SUPPLIED MATERIAL:

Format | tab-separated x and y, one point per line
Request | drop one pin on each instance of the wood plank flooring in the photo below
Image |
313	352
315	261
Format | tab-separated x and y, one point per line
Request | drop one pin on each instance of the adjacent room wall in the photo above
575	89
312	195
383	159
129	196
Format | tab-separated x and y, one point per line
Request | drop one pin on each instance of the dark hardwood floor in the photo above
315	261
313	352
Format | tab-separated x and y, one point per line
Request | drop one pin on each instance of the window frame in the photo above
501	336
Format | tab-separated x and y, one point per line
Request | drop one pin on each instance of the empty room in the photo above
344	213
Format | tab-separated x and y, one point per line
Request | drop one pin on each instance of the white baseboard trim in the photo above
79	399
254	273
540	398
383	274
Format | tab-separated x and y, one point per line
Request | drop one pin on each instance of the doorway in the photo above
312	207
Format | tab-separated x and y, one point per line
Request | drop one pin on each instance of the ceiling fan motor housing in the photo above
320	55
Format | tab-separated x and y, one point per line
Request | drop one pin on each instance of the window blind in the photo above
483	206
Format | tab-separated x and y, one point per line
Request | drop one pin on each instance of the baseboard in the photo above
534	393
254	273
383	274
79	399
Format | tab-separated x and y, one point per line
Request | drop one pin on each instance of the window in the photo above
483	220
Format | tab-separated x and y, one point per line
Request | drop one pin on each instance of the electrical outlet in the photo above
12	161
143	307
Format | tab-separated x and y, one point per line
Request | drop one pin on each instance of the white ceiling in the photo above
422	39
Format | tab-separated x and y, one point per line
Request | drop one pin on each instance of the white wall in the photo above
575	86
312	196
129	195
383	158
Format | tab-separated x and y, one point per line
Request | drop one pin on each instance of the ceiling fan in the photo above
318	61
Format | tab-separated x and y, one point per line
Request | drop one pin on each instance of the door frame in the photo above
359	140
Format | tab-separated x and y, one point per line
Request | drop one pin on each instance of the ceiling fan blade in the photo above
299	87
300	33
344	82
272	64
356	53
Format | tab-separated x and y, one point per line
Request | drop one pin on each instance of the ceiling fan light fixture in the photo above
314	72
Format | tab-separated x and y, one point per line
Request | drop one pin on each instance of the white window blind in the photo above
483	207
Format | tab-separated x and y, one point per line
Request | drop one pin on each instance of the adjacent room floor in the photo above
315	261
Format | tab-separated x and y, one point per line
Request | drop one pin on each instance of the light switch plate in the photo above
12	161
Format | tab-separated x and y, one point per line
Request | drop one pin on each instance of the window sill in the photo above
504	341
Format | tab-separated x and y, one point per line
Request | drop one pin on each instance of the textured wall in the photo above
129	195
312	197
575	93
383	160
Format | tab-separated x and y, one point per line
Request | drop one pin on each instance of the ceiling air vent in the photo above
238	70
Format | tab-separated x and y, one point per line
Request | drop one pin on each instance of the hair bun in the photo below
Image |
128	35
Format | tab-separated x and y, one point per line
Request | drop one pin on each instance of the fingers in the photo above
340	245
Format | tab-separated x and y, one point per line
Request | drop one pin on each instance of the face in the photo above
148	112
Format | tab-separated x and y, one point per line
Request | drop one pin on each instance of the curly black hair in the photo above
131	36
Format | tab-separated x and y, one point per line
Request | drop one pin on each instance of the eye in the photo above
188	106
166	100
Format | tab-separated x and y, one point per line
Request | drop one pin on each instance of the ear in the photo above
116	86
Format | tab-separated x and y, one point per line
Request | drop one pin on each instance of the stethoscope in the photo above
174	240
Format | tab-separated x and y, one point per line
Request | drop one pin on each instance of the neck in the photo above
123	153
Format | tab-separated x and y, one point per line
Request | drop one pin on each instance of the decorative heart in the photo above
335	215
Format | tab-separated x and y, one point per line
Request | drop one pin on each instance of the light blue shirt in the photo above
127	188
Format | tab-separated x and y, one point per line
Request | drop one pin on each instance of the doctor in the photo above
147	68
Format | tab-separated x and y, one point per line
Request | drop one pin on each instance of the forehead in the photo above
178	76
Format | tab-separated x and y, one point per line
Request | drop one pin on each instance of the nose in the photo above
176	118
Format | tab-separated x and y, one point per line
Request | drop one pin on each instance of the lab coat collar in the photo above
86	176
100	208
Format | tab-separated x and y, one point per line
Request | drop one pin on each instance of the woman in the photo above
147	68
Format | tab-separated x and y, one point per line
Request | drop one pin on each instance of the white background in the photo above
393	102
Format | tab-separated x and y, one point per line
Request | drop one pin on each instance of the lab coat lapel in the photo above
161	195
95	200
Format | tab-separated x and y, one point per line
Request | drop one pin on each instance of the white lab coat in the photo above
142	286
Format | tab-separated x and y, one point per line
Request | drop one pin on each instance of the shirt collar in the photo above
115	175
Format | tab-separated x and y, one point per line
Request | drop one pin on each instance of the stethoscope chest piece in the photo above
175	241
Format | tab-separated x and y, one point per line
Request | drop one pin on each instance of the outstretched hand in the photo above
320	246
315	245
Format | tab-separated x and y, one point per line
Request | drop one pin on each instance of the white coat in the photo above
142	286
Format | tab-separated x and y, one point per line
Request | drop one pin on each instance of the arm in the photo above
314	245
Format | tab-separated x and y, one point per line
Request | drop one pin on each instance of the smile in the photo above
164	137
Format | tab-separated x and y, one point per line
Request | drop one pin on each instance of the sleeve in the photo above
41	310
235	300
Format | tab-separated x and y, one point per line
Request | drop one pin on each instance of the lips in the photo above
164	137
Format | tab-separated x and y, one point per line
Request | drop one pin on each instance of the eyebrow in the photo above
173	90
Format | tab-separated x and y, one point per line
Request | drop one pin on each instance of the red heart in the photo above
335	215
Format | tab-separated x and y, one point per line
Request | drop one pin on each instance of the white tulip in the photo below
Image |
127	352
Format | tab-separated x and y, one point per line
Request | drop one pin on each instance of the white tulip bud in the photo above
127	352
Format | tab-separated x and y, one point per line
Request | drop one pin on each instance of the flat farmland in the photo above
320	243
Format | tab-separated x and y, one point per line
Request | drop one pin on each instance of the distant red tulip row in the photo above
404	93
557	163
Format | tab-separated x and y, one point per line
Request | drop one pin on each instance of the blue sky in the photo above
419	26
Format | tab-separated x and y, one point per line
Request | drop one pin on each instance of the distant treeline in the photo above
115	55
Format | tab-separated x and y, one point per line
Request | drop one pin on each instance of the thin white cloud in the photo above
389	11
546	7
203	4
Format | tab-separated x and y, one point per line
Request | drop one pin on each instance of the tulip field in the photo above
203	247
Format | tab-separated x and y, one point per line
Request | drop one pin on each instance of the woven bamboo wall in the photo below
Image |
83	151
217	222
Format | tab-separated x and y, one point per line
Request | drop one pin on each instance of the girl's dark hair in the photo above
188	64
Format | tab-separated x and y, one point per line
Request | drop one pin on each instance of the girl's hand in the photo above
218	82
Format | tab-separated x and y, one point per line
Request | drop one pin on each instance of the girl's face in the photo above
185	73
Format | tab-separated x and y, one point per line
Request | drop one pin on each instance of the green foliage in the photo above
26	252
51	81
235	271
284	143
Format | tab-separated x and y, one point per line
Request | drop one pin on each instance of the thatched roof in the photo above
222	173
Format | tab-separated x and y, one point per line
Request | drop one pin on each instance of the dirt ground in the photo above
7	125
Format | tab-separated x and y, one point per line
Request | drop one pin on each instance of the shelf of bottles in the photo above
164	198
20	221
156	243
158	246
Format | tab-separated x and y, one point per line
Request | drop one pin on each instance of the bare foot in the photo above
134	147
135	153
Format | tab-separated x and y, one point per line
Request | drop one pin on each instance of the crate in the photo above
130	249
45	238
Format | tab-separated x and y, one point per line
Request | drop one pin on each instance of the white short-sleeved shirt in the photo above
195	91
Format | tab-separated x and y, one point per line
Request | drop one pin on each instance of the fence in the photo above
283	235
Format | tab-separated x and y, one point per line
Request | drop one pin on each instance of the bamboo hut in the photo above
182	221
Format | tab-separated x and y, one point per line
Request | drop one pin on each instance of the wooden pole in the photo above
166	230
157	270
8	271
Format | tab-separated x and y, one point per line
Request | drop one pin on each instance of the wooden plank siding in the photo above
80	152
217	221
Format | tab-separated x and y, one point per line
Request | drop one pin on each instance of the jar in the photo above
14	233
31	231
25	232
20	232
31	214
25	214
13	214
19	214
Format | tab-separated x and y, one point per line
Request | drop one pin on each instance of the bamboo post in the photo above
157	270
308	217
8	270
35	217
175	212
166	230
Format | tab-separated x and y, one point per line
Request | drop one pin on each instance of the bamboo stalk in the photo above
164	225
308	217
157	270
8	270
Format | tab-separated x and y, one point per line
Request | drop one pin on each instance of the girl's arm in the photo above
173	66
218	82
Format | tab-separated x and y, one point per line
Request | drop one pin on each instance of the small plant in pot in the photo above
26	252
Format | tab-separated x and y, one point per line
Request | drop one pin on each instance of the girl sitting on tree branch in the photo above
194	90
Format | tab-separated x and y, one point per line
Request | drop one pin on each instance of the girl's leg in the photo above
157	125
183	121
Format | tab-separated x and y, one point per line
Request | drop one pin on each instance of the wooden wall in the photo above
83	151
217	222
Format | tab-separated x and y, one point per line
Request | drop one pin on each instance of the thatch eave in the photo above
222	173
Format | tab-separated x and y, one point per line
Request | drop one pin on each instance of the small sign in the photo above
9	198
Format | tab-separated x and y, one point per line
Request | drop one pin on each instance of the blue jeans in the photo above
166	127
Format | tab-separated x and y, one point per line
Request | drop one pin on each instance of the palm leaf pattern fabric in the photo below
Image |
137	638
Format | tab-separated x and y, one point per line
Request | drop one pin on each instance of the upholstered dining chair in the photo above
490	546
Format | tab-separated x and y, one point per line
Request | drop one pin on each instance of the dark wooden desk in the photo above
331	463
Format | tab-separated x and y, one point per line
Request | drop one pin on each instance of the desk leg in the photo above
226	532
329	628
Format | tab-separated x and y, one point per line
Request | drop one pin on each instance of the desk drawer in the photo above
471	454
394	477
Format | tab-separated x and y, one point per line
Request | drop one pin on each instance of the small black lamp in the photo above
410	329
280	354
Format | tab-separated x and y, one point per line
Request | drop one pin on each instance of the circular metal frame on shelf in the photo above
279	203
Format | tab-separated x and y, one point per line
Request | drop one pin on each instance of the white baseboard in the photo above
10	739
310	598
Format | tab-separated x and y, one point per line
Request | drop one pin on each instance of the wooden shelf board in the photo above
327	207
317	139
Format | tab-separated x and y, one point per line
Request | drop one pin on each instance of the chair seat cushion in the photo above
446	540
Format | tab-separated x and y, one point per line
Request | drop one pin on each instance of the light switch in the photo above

TASK STATEMENT:
Find every line in the entries above that contains the word "heart", and copy each of those lines. Matches must have the same capitalization.

SOLUTION FOR THIS PROBLEM:
Request | drop one pin on each instance of the decorative heart in the photo above
Request | drop one pin on each instance of the red heart in the photo above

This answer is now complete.